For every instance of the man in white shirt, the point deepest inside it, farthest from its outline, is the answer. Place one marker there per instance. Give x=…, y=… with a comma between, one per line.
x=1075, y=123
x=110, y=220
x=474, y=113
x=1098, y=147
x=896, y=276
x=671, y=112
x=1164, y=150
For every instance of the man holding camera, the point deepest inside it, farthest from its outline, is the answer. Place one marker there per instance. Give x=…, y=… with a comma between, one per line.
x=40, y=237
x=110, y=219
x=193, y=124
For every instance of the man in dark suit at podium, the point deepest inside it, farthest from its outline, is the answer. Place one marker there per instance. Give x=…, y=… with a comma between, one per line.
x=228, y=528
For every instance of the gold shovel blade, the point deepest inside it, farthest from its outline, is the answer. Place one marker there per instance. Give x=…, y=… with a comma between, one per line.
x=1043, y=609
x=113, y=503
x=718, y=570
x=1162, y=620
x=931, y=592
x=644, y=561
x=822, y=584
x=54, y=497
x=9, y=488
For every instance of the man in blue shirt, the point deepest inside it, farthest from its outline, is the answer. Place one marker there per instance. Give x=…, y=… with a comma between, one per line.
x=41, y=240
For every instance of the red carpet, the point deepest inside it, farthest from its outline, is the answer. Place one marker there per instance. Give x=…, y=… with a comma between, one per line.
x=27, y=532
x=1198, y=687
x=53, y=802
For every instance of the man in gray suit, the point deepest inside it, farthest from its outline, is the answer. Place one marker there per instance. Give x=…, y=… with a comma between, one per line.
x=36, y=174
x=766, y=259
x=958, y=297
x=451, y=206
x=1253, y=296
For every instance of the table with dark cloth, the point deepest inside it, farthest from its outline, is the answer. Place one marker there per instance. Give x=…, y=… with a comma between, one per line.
------------------------------------
WHAT THE EXERCISE ASKS: Can you copy out every item above word for word, keeping each line as it stands?

SOLVED PROBLEM:
For every instance of the man in white shirt, the point deepest inside it, farthest from its outline, is the answer. Place one marker there per instance. Give x=…, y=… with a comma between, one per line.
x=1075, y=123
x=110, y=220
x=474, y=113
x=1098, y=147
x=896, y=276
x=671, y=112
x=1164, y=150
For every instance of the man holding camera, the point deepest inside it, farthest from its outline, is the answer. Place one marker there per instance. Give x=…, y=… with a comma between, one per line.
x=40, y=237
x=110, y=219
x=193, y=124
For every instance of the man in dark suit at podium, the point deepest inside it, farthest from its outline, is the answer. Place one marker there per instance. Give x=…, y=… with a comma between, one per line.
x=228, y=528
For every instance of the gold shovel blade, the point deepest inside it, farthest from its outline, is the answer. Place one marker there per instance. Give x=…, y=… with a comma between, one per line.
x=1043, y=609
x=113, y=503
x=718, y=570
x=1162, y=620
x=931, y=592
x=644, y=561
x=822, y=584
x=54, y=497
x=9, y=488
For every instance of the man in blue shirt, the point deepest inside it, farthest from its outline, is the answer. Place one marker there per instance. Give x=…, y=… with a comma between, one per line.
x=41, y=240
For every instance of the red carpet, the point deepest inside it, farthest from its outline, is the answer. Place one marker there per instance. Give x=…, y=… with a comma between, one per line.
x=27, y=532
x=1198, y=687
x=53, y=802
For every instance of the man in gray suit, the point deepest inside it, farthest from its outline, is the answer. Place one marker there per instance. Give x=…, y=… with a comma between, one per line.
x=36, y=174
x=766, y=259
x=958, y=297
x=451, y=206
x=1253, y=296
For every instance of the table with dark cloth, the point deepest inside it, farthest from its outline, is the answer. Place one marker there per instance. Give x=…, y=… with a comma between, one per line.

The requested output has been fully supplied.